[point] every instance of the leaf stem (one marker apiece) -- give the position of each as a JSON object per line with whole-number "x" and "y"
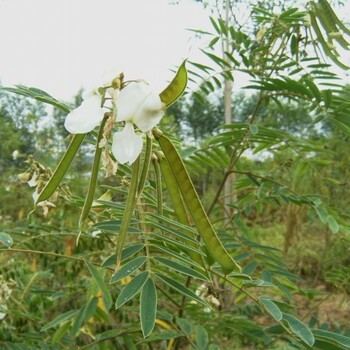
{"x": 130, "y": 202}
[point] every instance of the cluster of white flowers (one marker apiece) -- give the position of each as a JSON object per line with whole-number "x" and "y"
{"x": 136, "y": 104}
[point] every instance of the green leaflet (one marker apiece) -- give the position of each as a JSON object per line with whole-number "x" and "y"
{"x": 98, "y": 278}
{"x": 131, "y": 289}
{"x": 299, "y": 329}
{"x": 271, "y": 308}
{"x": 181, "y": 268}
{"x": 176, "y": 87}
{"x": 181, "y": 288}
{"x": 85, "y": 313}
{"x": 190, "y": 196}
{"x": 60, "y": 319}
{"x": 148, "y": 307}
{"x": 128, "y": 268}
{"x": 334, "y": 338}
{"x": 6, "y": 239}
{"x": 61, "y": 169}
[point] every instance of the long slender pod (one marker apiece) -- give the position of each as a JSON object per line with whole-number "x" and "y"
{"x": 61, "y": 169}
{"x": 93, "y": 177}
{"x": 194, "y": 205}
{"x": 177, "y": 201}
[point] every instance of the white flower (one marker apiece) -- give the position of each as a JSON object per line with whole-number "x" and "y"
{"x": 15, "y": 154}
{"x": 136, "y": 104}
{"x": 86, "y": 117}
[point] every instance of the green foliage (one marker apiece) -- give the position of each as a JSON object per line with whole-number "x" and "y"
{"x": 153, "y": 268}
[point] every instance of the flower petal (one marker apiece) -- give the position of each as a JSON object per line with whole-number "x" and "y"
{"x": 86, "y": 117}
{"x": 130, "y": 99}
{"x": 126, "y": 145}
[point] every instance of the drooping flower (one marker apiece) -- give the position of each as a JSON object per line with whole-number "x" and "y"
{"x": 86, "y": 117}
{"x": 136, "y": 104}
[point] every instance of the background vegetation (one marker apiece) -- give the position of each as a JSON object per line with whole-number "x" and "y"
{"x": 283, "y": 217}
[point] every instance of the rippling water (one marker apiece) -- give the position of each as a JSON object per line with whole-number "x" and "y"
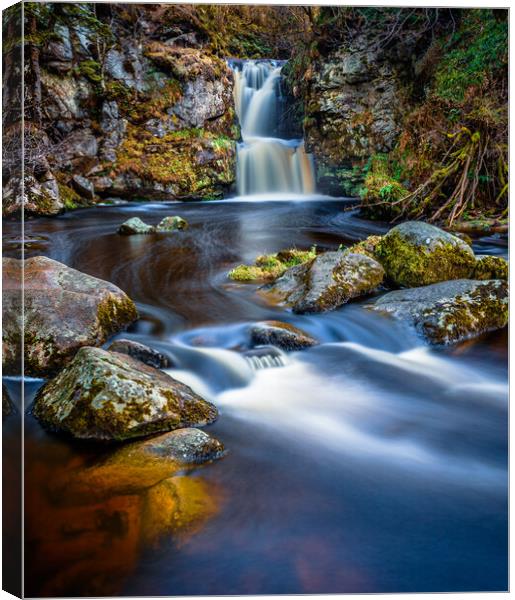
{"x": 370, "y": 463}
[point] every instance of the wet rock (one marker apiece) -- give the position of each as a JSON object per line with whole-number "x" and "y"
{"x": 416, "y": 253}
{"x": 64, "y": 310}
{"x": 40, "y": 198}
{"x": 135, "y": 226}
{"x": 104, "y": 395}
{"x": 451, "y": 311}
{"x": 328, "y": 282}
{"x": 172, "y": 224}
{"x": 83, "y": 186}
{"x": 147, "y": 355}
{"x": 490, "y": 267}
{"x": 280, "y": 334}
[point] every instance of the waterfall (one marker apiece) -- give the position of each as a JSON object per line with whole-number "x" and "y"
{"x": 266, "y": 163}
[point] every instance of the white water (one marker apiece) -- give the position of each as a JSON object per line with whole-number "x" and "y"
{"x": 267, "y": 164}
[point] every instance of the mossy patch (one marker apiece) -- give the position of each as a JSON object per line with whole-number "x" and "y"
{"x": 268, "y": 267}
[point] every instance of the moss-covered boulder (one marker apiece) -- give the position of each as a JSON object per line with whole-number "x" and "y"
{"x": 416, "y": 253}
{"x": 140, "y": 352}
{"x": 282, "y": 335}
{"x": 109, "y": 396}
{"x": 7, "y": 403}
{"x": 135, "y": 226}
{"x": 490, "y": 267}
{"x": 174, "y": 223}
{"x": 329, "y": 281}
{"x": 450, "y": 311}
{"x": 140, "y": 464}
{"x": 64, "y": 310}
{"x": 268, "y": 267}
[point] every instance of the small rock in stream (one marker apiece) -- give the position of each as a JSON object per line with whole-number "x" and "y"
{"x": 104, "y": 395}
{"x": 280, "y": 334}
{"x": 140, "y": 352}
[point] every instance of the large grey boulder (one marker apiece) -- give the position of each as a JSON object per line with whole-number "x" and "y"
{"x": 64, "y": 310}
{"x": 104, "y": 395}
{"x": 451, "y": 311}
{"x": 416, "y": 253}
{"x": 329, "y": 281}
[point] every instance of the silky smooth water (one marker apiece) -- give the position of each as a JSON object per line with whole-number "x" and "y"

*Direction*.
Can you lay out every line of the material above as a Markdown table with the columns "Row" and "Material line," numbering the rows and skipping blank lines? Leave the pictures out of your answer.

*Result*.
| Row | Material line |
|---|---|
| 1 | [point] every instance of the leaf stem (one marker apiece) -- give the position of each as a JSON object per line with whole-number "x" and "y" |
| 2 | {"x": 130, "y": 202} |
| 3 | [point] every instance of the cluster of white flowers (one marker apiece) -- give the position of each as a JSON object per line with whole-number "x" and "y" |
| 4 | {"x": 136, "y": 104} |
| 5 | [point] every instance of the green leaflet (one marker apiece) -- give the position of each as a JSON object per line with whole-number "x" and "y" |
| 6 | {"x": 98, "y": 278} |
| 7 | {"x": 131, "y": 289} |
| 8 | {"x": 299, "y": 329} |
| 9 | {"x": 271, "y": 308} |
| 10 | {"x": 181, "y": 268} |
| 11 | {"x": 176, "y": 87} |
| 12 | {"x": 181, "y": 288} |
| 13 | {"x": 85, "y": 313} |
| 14 | {"x": 190, "y": 196} |
| 15 | {"x": 60, "y": 319} |
| 16 | {"x": 148, "y": 307} |
| 17 | {"x": 128, "y": 268} |
| 18 | {"x": 334, "y": 338} |
| 19 | {"x": 6, "y": 239} |
| 20 | {"x": 61, "y": 169} |
| 21 | [point] every instance of the long slender pod (one marker apiece) -- give the position of each as a JSON object per line with whole-number "x" and "y" |
| 22 | {"x": 61, "y": 169} |
| 23 | {"x": 93, "y": 177} |
| 24 | {"x": 194, "y": 205} |
| 25 | {"x": 177, "y": 201} |
| 26 | [point] every instance of the white flower (one marker apiece) -- give the position of each as a JSON object per line with whole-number "x" and "y" |
| 27 | {"x": 15, "y": 154} |
| 28 | {"x": 136, "y": 104} |
| 29 | {"x": 86, "y": 117} |
| 30 | [point] every instance of the green foliage (one marker apiece) -- give the position of each as a JSON object per line with whole-number "x" and "y" |
| 31 | {"x": 153, "y": 268} |
| 32 | [point] every instance of the flower petal (one marker apiece) -- give the position of each as a JSON object per line with whole-number "x" and "y" |
| 33 | {"x": 86, "y": 117} |
| 34 | {"x": 130, "y": 99} |
| 35 | {"x": 126, "y": 145} |
| 36 | [point] every instance of the drooping flower (one marker apiece) -- give the position of each as a JSON object per line with whole-number "x" and "y" |
| 37 | {"x": 86, "y": 117} |
| 38 | {"x": 136, "y": 104} |
| 39 | [point] every instance of the background vegetation (one marker apiece) -- give the position of each as a JSON object per line with whole-number "x" and "y" |
| 40 | {"x": 283, "y": 217} |
| 41 | [point] every instance of the rippling water (one marker apiece) -- give the position of each as a JSON object per line with whole-number "x" and "y" |
| 42 | {"x": 370, "y": 463} |
| 43 | [point] every instance of the wet rock (one marker apiece) -- give the position of each as a JSON object per line with whole-number "x" and "y" |
| 44 | {"x": 416, "y": 253} |
| 45 | {"x": 64, "y": 310} |
| 46 | {"x": 40, "y": 198} |
| 47 | {"x": 135, "y": 226} |
| 48 | {"x": 104, "y": 395} |
| 49 | {"x": 451, "y": 311} |
| 50 | {"x": 328, "y": 282} |
| 51 | {"x": 172, "y": 224} |
| 52 | {"x": 83, "y": 186} |
| 53 | {"x": 147, "y": 355} |
| 54 | {"x": 490, "y": 267} |
| 55 | {"x": 280, "y": 334} |
| 56 | [point] every instance of the waterfall (one marker apiece) -- give the position of each as a JSON object per line with whole-number "x" and "y" |
| 57 | {"x": 266, "y": 163} |
| 58 | [point] every instance of the white water (one marker apiece) -- give the position of each as a JSON object per line with whole-number "x" and "y" |
| 59 | {"x": 267, "y": 164} |
| 60 | [point] every instance of the mossy patch (one marker apiece) -- give the position of each as a JSON object per line with whole-number "x" and "y" |
| 61 | {"x": 268, "y": 267} |
| 62 | [point] every instance of the moss-covered boulder (one marker apiece) -- give the position of each as a JSON object per line with whole-number "x" and "y" |
| 63 | {"x": 416, "y": 253} |
| 64 | {"x": 140, "y": 352} |
| 65 | {"x": 282, "y": 335} |
| 66 | {"x": 109, "y": 396} |
| 67 | {"x": 7, "y": 403} |
| 68 | {"x": 135, "y": 226} |
| 69 | {"x": 490, "y": 267} |
| 70 | {"x": 174, "y": 223} |
| 71 | {"x": 329, "y": 281} |
| 72 | {"x": 450, "y": 311} |
| 73 | {"x": 140, "y": 464} |
| 74 | {"x": 64, "y": 310} |
| 75 | {"x": 268, "y": 267} |
| 76 | [point] every instance of the small rock in stream (one marker apiece) -- give the position of each as a JSON object per line with whole-number "x" and "y" |
| 77 | {"x": 104, "y": 395} |
| 78 | {"x": 280, "y": 334} |
| 79 | {"x": 140, "y": 352} |
| 80 | [point] every instance of the large grey boulder (one marker apiece) -- give the position of each as a JSON object per line with whole-number "x" and "y" |
| 81 | {"x": 64, "y": 310} |
| 82 | {"x": 104, "y": 395} |
| 83 | {"x": 451, "y": 311} |
| 84 | {"x": 416, "y": 253} |
| 85 | {"x": 329, "y": 281} |
| 86 | [point] every instance of the silky smooth water (one marker apiece) -- give the position of each as a JSON object per line with whole-number "x" and "y" |